**WORK REQUIRED:** Locate every line in the records below that contains the word "railing", and copy each such line in full.

(Stored dataset items)
__________________________________________________

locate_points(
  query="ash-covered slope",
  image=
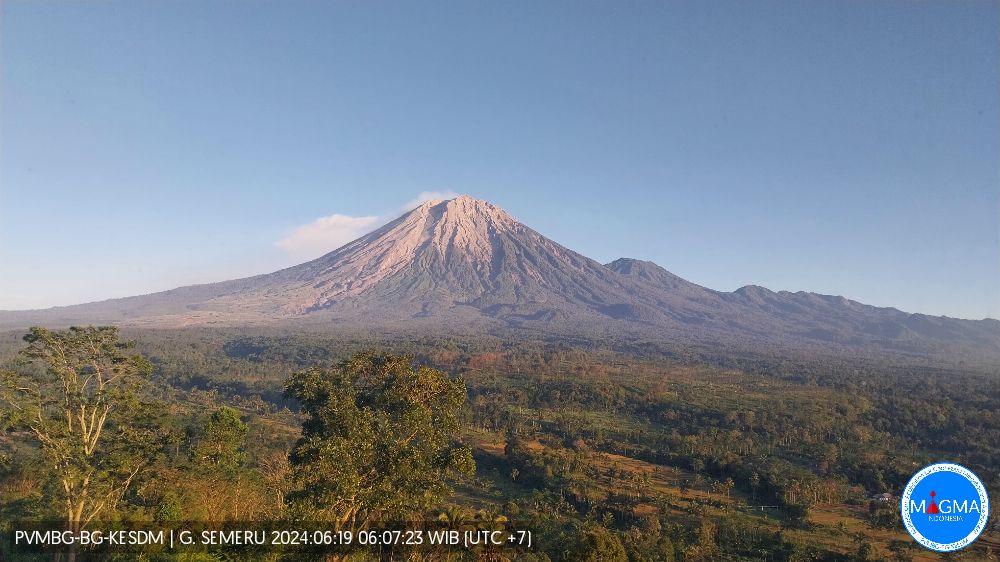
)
(461, 259)
(466, 265)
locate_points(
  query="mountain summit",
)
(466, 265)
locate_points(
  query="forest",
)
(603, 451)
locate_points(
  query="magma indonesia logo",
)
(945, 507)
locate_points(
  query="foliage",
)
(82, 405)
(377, 441)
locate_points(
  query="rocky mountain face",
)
(466, 265)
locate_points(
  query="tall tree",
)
(78, 393)
(378, 441)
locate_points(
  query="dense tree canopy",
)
(377, 441)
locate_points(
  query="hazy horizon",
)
(846, 149)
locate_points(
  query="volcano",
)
(465, 265)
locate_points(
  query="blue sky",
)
(847, 148)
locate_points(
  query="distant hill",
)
(466, 265)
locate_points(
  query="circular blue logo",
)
(945, 507)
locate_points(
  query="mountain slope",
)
(464, 264)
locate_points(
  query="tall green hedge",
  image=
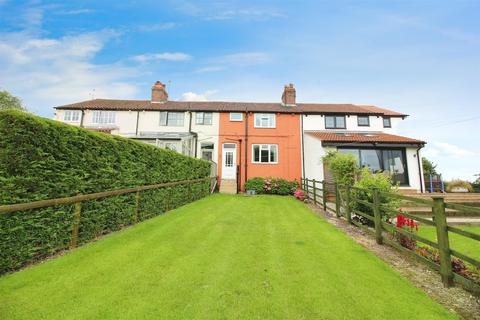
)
(44, 159)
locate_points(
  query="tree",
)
(429, 167)
(8, 101)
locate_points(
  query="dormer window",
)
(363, 121)
(335, 122)
(387, 123)
(264, 120)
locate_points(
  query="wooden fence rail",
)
(77, 202)
(343, 206)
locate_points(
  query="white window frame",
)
(201, 120)
(262, 147)
(167, 120)
(103, 117)
(71, 115)
(236, 119)
(270, 118)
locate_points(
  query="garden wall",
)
(44, 159)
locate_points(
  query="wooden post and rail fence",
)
(380, 227)
(77, 201)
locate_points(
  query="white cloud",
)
(209, 69)
(156, 26)
(46, 72)
(247, 14)
(74, 11)
(192, 96)
(166, 56)
(245, 58)
(446, 150)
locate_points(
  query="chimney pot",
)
(289, 95)
(159, 93)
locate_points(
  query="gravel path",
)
(456, 299)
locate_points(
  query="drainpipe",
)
(136, 126)
(82, 115)
(422, 183)
(303, 146)
(246, 146)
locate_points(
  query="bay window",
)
(388, 160)
(265, 153)
(173, 119)
(71, 115)
(103, 117)
(264, 120)
(204, 118)
(335, 122)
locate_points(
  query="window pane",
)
(256, 153)
(329, 122)
(236, 116)
(371, 159)
(363, 121)
(207, 118)
(264, 155)
(393, 163)
(273, 153)
(163, 118)
(175, 119)
(199, 118)
(386, 122)
(355, 152)
(340, 122)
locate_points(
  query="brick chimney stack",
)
(159, 93)
(289, 95)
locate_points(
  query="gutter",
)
(420, 170)
(303, 146)
(246, 146)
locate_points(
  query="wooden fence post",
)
(348, 211)
(76, 224)
(324, 197)
(443, 243)
(377, 216)
(137, 205)
(337, 200)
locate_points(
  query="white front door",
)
(229, 161)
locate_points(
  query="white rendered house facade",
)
(370, 138)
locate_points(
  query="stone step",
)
(228, 186)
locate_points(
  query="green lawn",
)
(458, 242)
(223, 257)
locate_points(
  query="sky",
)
(419, 57)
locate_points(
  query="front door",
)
(229, 161)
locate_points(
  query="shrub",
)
(343, 167)
(271, 186)
(406, 224)
(450, 185)
(368, 182)
(44, 159)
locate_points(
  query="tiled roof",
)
(219, 106)
(362, 137)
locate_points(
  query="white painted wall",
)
(317, 122)
(149, 121)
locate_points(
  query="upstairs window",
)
(236, 116)
(265, 153)
(264, 120)
(103, 117)
(71, 116)
(387, 123)
(363, 121)
(173, 119)
(335, 122)
(204, 118)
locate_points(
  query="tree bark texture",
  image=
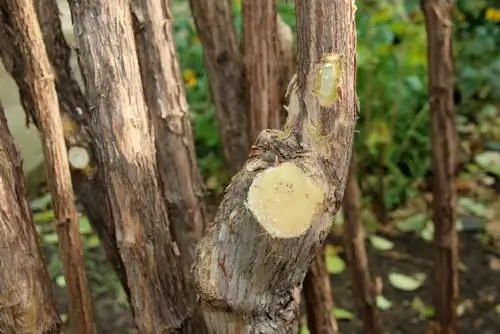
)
(108, 59)
(438, 17)
(354, 240)
(224, 65)
(279, 208)
(319, 300)
(182, 184)
(286, 62)
(166, 101)
(26, 301)
(88, 182)
(260, 50)
(40, 80)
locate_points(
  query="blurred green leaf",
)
(380, 243)
(342, 314)
(383, 303)
(406, 283)
(334, 264)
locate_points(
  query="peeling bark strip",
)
(87, 181)
(26, 303)
(104, 36)
(260, 48)
(319, 301)
(168, 110)
(40, 80)
(354, 240)
(224, 64)
(438, 16)
(279, 208)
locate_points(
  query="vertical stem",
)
(224, 64)
(260, 45)
(438, 17)
(41, 81)
(354, 240)
(26, 301)
(109, 64)
(319, 301)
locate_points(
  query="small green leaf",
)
(428, 233)
(92, 242)
(342, 314)
(380, 243)
(84, 225)
(41, 203)
(383, 303)
(490, 161)
(50, 238)
(413, 223)
(43, 217)
(406, 283)
(469, 206)
(334, 264)
(304, 329)
(61, 281)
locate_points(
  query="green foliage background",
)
(392, 143)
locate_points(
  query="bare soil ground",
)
(480, 290)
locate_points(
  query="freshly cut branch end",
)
(284, 199)
(78, 157)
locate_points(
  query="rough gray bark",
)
(438, 17)
(166, 101)
(108, 59)
(40, 80)
(260, 50)
(279, 208)
(88, 181)
(26, 301)
(354, 241)
(168, 109)
(224, 65)
(319, 300)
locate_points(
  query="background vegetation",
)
(392, 145)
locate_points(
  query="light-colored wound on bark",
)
(78, 157)
(284, 200)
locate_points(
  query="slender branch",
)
(354, 240)
(166, 100)
(319, 300)
(438, 17)
(105, 39)
(26, 301)
(224, 65)
(168, 110)
(260, 49)
(40, 79)
(87, 177)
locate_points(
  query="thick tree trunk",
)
(279, 208)
(26, 303)
(40, 80)
(354, 240)
(260, 49)
(224, 65)
(319, 300)
(87, 179)
(108, 59)
(438, 16)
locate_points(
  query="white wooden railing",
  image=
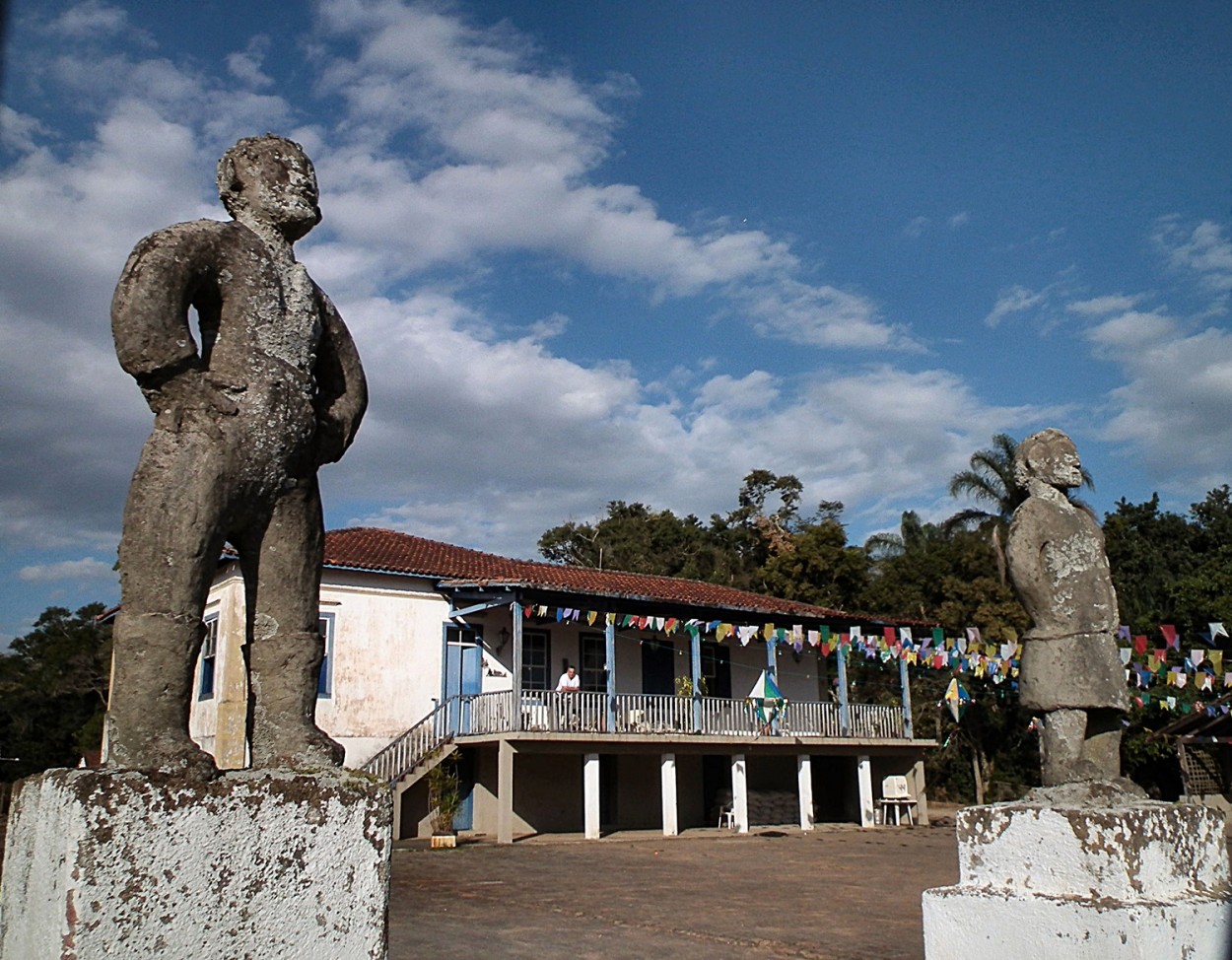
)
(548, 712)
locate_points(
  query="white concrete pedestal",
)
(259, 862)
(1129, 879)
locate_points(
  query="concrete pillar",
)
(668, 777)
(739, 793)
(863, 779)
(506, 792)
(804, 781)
(920, 790)
(398, 791)
(590, 793)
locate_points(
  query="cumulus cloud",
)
(526, 439)
(1014, 300)
(88, 569)
(1105, 305)
(1203, 251)
(1172, 409)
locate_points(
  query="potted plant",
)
(444, 798)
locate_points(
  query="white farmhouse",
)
(435, 650)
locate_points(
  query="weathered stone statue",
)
(1070, 669)
(242, 420)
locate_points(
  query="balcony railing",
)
(639, 714)
(651, 714)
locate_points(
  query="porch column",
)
(844, 709)
(610, 657)
(906, 680)
(773, 673)
(920, 790)
(506, 792)
(739, 793)
(517, 663)
(695, 650)
(397, 813)
(804, 782)
(590, 793)
(668, 777)
(863, 779)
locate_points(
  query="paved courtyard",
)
(834, 894)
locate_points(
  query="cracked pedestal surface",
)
(266, 864)
(1054, 876)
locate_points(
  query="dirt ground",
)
(834, 894)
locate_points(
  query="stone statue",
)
(1070, 669)
(242, 419)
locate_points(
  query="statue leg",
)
(285, 648)
(1061, 742)
(168, 556)
(1102, 748)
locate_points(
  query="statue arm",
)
(341, 388)
(168, 272)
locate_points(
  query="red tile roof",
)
(387, 551)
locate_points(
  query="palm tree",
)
(991, 481)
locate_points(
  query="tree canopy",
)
(53, 692)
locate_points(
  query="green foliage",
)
(444, 793)
(637, 539)
(817, 567)
(53, 692)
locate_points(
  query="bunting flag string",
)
(967, 653)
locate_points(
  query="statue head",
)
(271, 180)
(1049, 456)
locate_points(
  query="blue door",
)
(462, 679)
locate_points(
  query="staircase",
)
(419, 749)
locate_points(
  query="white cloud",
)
(245, 65)
(1203, 251)
(90, 20)
(1102, 306)
(1173, 409)
(88, 569)
(1014, 300)
(525, 439)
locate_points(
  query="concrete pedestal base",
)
(255, 864)
(1132, 879)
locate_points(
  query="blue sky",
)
(634, 250)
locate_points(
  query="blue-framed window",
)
(208, 658)
(535, 648)
(325, 682)
(594, 662)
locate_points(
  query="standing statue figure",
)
(1070, 669)
(241, 423)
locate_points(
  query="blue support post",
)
(773, 673)
(905, 678)
(695, 651)
(844, 708)
(610, 657)
(517, 664)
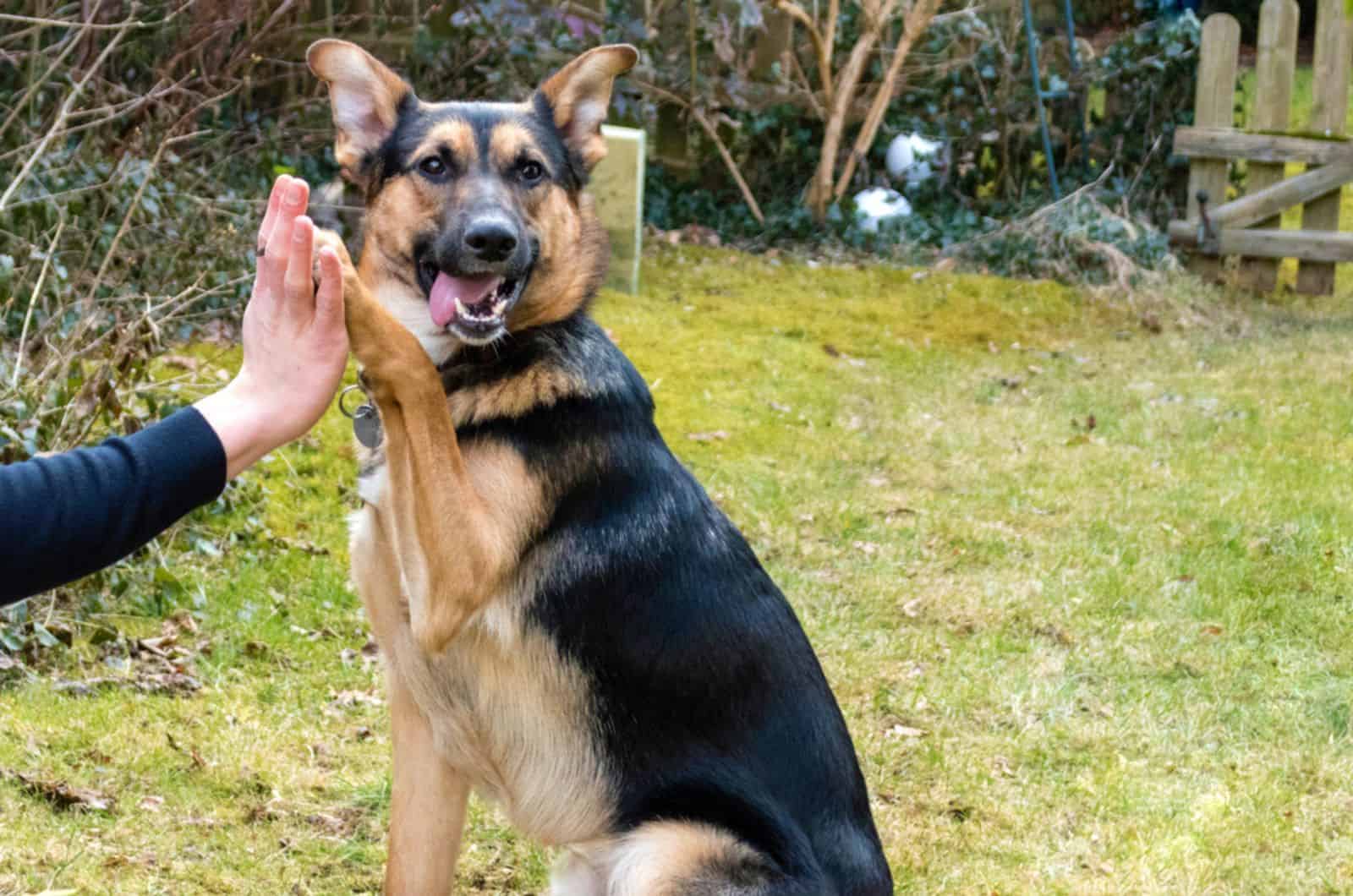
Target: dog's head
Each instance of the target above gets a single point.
(477, 224)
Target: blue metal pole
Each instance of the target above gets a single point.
(1079, 99)
(1038, 99)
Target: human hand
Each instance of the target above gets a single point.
(294, 337)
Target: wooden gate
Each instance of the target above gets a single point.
(1249, 225)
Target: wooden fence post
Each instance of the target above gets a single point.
(1274, 72)
(1329, 112)
(1214, 106)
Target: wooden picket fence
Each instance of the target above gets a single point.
(1249, 227)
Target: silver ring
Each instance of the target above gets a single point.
(342, 396)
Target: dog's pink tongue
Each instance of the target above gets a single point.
(446, 290)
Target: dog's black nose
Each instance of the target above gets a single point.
(491, 240)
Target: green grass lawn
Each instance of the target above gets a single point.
(1084, 593)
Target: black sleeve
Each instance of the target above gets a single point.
(69, 515)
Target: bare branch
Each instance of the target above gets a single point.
(58, 125)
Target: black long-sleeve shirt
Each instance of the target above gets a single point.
(69, 515)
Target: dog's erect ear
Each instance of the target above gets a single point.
(579, 95)
(365, 99)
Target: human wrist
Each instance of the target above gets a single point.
(241, 421)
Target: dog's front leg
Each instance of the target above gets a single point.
(426, 807)
(453, 547)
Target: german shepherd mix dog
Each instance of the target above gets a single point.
(572, 627)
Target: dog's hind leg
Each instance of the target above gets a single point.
(676, 858)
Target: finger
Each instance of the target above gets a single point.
(270, 218)
(329, 297)
(299, 285)
(279, 241)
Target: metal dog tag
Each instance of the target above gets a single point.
(365, 425)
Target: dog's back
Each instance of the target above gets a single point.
(709, 702)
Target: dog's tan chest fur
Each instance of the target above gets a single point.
(507, 709)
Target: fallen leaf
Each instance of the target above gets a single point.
(356, 697)
(183, 362)
(61, 796)
(198, 762)
(904, 731)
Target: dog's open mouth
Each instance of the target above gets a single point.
(471, 306)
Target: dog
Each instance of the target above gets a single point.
(572, 627)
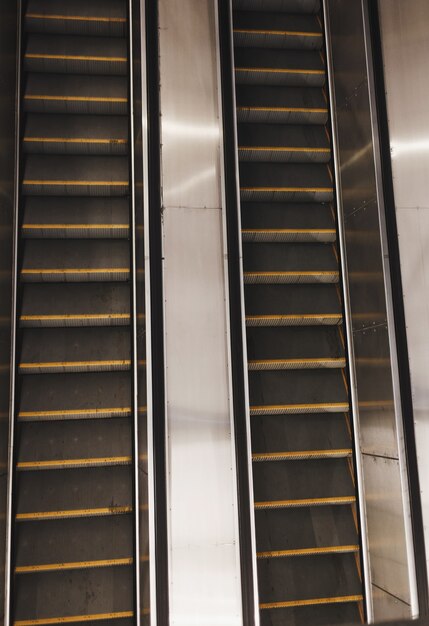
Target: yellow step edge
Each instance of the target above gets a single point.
(122, 270)
(310, 602)
(44, 515)
(116, 410)
(54, 567)
(42, 16)
(91, 183)
(279, 71)
(114, 362)
(290, 189)
(283, 149)
(297, 315)
(70, 463)
(322, 406)
(317, 454)
(284, 504)
(270, 364)
(74, 98)
(274, 554)
(45, 621)
(94, 316)
(282, 109)
(75, 226)
(294, 273)
(292, 231)
(277, 32)
(74, 57)
(73, 140)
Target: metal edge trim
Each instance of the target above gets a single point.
(248, 560)
(158, 522)
(414, 533)
(348, 326)
(11, 455)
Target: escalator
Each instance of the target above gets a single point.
(73, 530)
(306, 509)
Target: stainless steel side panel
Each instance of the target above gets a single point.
(406, 56)
(204, 572)
(380, 425)
(8, 79)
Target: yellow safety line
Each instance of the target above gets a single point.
(116, 410)
(293, 273)
(279, 504)
(277, 32)
(113, 460)
(304, 316)
(75, 17)
(75, 57)
(76, 270)
(73, 618)
(289, 230)
(112, 510)
(107, 316)
(293, 455)
(278, 71)
(267, 362)
(75, 98)
(283, 109)
(73, 363)
(313, 601)
(289, 189)
(307, 552)
(118, 183)
(322, 405)
(73, 226)
(282, 149)
(52, 567)
(72, 140)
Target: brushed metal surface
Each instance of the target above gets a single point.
(406, 53)
(381, 442)
(204, 570)
(190, 127)
(8, 78)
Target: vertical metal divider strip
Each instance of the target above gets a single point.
(155, 310)
(238, 351)
(349, 327)
(412, 518)
(147, 274)
(135, 400)
(11, 450)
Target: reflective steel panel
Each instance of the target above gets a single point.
(406, 53)
(204, 571)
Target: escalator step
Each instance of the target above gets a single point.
(75, 396)
(277, 30)
(54, 217)
(254, 66)
(301, 455)
(75, 304)
(76, 135)
(306, 502)
(72, 175)
(75, 260)
(310, 602)
(65, 350)
(79, 17)
(106, 539)
(75, 55)
(289, 6)
(280, 105)
(50, 93)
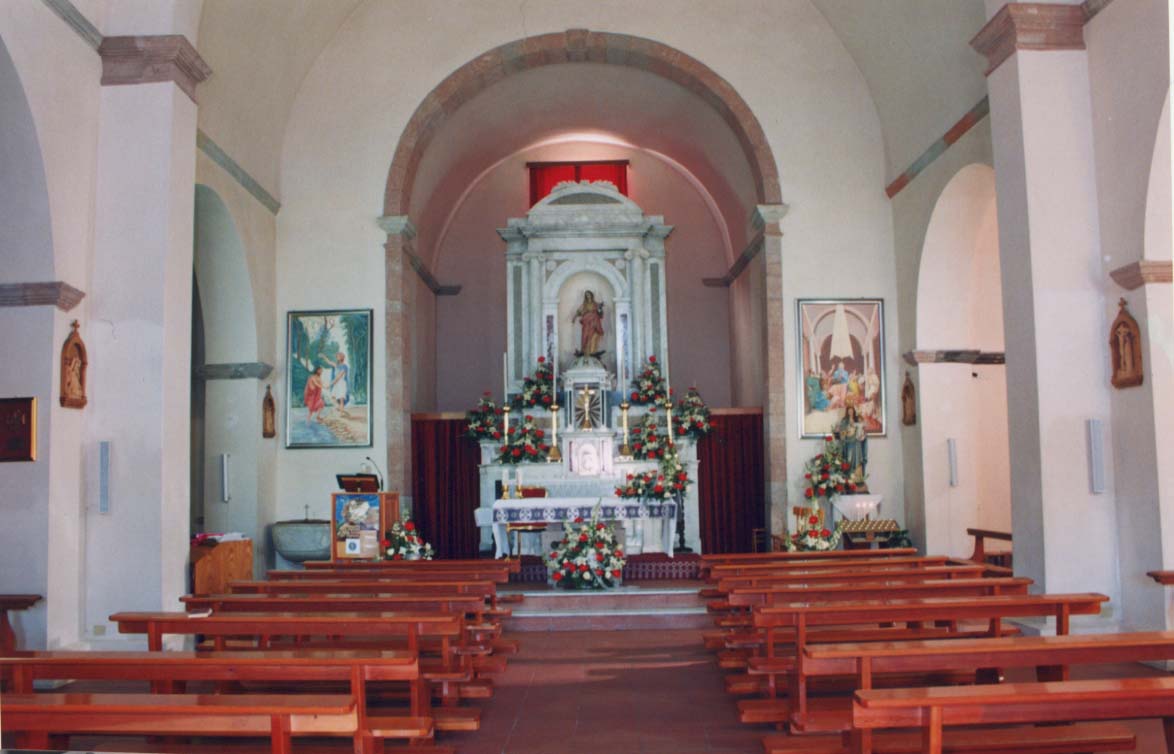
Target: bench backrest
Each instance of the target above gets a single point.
(839, 591)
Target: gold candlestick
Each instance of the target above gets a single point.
(625, 449)
(555, 455)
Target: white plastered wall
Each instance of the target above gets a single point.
(960, 308)
(1127, 41)
(784, 61)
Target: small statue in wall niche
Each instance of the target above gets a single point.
(1125, 349)
(268, 415)
(591, 318)
(73, 370)
(909, 402)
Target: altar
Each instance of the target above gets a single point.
(585, 275)
(555, 511)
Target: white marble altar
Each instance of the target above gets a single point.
(586, 237)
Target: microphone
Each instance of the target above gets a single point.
(378, 472)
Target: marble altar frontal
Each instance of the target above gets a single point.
(585, 289)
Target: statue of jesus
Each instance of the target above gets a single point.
(591, 318)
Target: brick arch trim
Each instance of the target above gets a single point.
(577, 46)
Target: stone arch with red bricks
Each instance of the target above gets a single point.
(577, 46)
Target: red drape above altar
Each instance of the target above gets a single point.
(544, 176)
(731, 484)
(445, 485)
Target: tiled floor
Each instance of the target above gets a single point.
(638, 692)
(641, 692)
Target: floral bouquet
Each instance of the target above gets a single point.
(538, 391)
(403, 543)
(815, 537)
(690, 418)
(525, 443)
(648, 386)
(646, 438)
(827, 475)
(484, 422)
(653, 485)
(587, 556)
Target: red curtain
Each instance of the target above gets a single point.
(731, 486)
(445, 486)
(544, 176)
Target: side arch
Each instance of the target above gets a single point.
(577, 46)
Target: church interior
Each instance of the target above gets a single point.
(479, 376)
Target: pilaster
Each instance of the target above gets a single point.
(398, 249)
(768, 221)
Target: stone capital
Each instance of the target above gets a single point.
(128, 60)
(1142, 273)
(769, 217)
(397, 226)
(1030, 26)
(53, 294)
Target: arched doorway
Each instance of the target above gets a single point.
(696, 155)
(28, 338)
(963, 405)
(225, 394)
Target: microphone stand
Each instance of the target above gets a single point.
(378, 471)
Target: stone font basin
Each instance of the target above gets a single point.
(299, 540)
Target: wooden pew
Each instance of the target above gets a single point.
(794, 623)
(487, 590)
(1050, 655)
(332, 631)
(170, 671)
(980, 554)
(514, 566)
(715, 640)
(498, 573)
(749, 569)
(933, 709)
(708, 561)
(279, 718)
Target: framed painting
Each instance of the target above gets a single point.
(328, 397)
(841, 361)
(18, 429)
(359, 523)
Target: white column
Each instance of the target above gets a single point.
(1053, 294)
(141, 324)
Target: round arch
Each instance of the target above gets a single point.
(577, 46)
(959, 307)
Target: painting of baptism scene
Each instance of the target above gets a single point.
(329, 357)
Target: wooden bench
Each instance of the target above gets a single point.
(936, 708)
(334, 631)
(794, 624)
(499, 574)
(980, 554)
(749, 569)
(170, 671)
(410, 565)
(1050, 655)
(709, 561)
(279, 718)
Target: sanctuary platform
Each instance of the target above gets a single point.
(635, 606)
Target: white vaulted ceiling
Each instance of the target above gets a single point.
(913, 54)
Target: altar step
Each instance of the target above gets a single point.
(629, 607)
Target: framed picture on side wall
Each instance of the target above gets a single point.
(841, 361)
(328, 396)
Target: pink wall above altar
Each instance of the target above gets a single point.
(471, 327)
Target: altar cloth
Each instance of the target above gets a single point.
(559, 510)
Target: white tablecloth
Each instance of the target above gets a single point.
(554, 511)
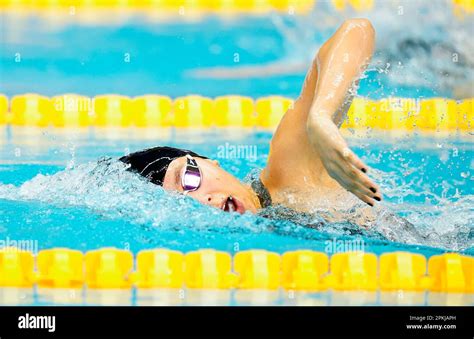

__________________________________________________

**SOLUTION TO THE EXERCISE:**
  query="white wooden railing",
  query="balcony railing",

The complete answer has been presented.